PROBLEM DESCRIPTION => Reproduce every one of the items below verbatim, leaving out the pictures.
"""
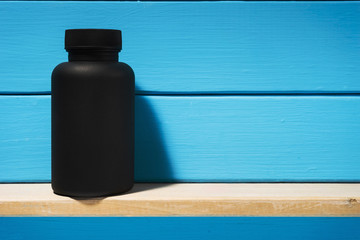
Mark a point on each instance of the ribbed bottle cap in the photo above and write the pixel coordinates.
(101, 39)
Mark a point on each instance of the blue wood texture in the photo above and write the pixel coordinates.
(207, 139)
(193, 46)
(180, 228)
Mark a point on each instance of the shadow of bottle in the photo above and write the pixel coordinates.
(152, 163)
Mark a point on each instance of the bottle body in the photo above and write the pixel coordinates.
(92, 128)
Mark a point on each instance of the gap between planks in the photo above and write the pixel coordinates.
(189, 199)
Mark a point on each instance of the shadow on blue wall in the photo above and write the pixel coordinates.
(152, 162)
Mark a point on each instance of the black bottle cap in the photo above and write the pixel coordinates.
(99, 39)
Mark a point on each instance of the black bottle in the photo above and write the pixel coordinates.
(92, 117)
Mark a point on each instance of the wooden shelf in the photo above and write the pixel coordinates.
(189, 199)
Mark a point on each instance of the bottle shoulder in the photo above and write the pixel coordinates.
(88, 68)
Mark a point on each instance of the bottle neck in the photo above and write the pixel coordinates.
(93, 55)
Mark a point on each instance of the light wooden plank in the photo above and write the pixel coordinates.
(206, 139)
(189, 200)
(193, 46)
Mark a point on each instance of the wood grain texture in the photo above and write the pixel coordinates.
(206, 139)
(179, 228)
(193, 46)
(188, 200)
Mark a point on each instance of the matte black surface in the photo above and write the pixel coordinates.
"""
RESULT =>
Mark a point on each instance of the ribbed bottle cap in the photo above and write the pixel coordinates.
(101, 39)
Mark a point on each instance of the blue wood texture in the photo above and write the pixel coordinates.
(207, 139)
(193, 46)
(180, 228)
Mark a point on each instance of the shadow of bottle in the photo above and write the pixel coordinates.
(152, 163)
Mark a point on each instance of the bottle body in the photo above and write the pixel coordinates.
(92, 128)
Mark a point on each instance of the gap between planks in the photo above and write the pixel coordinates.
(189, 199)
Mark a point on each instance of the shadow on blue wall in the photo above and write the pixel coordinates.
(152, 162)
Mark a point on each instance of the black bottle cap in the photo above and write the pixel coordinates.
(99, 39)
Mark a point on each instance of the black bottle in the photo above and write the pixel coordinates.
(92, 117)
Mark a point on each instance of the wooden shelf in the photo above and write the pixel coordinates.
(189, 199)
Mark a point on each instance of the bottle shoulder in the photo above and write the pixel coordinates.
(88, 68)
Mark a point on each instance of the bottle neck in the photo above and write the pixel coordinates.
(93, 55)
Mark a point on each instance of the light wooden plank in the photo above and write the pixel coordinates.
(206, 139)
(189, 200)
(193, 46)
Mark a point on each instance of the wood grain texture in the photo above and write the pixel coordinates.
(206, 139)
(179, 228)
(193, 46)
(188, 200)
Mark a point on each instance of the matte black surface in the photo above and write the pixel coordinates.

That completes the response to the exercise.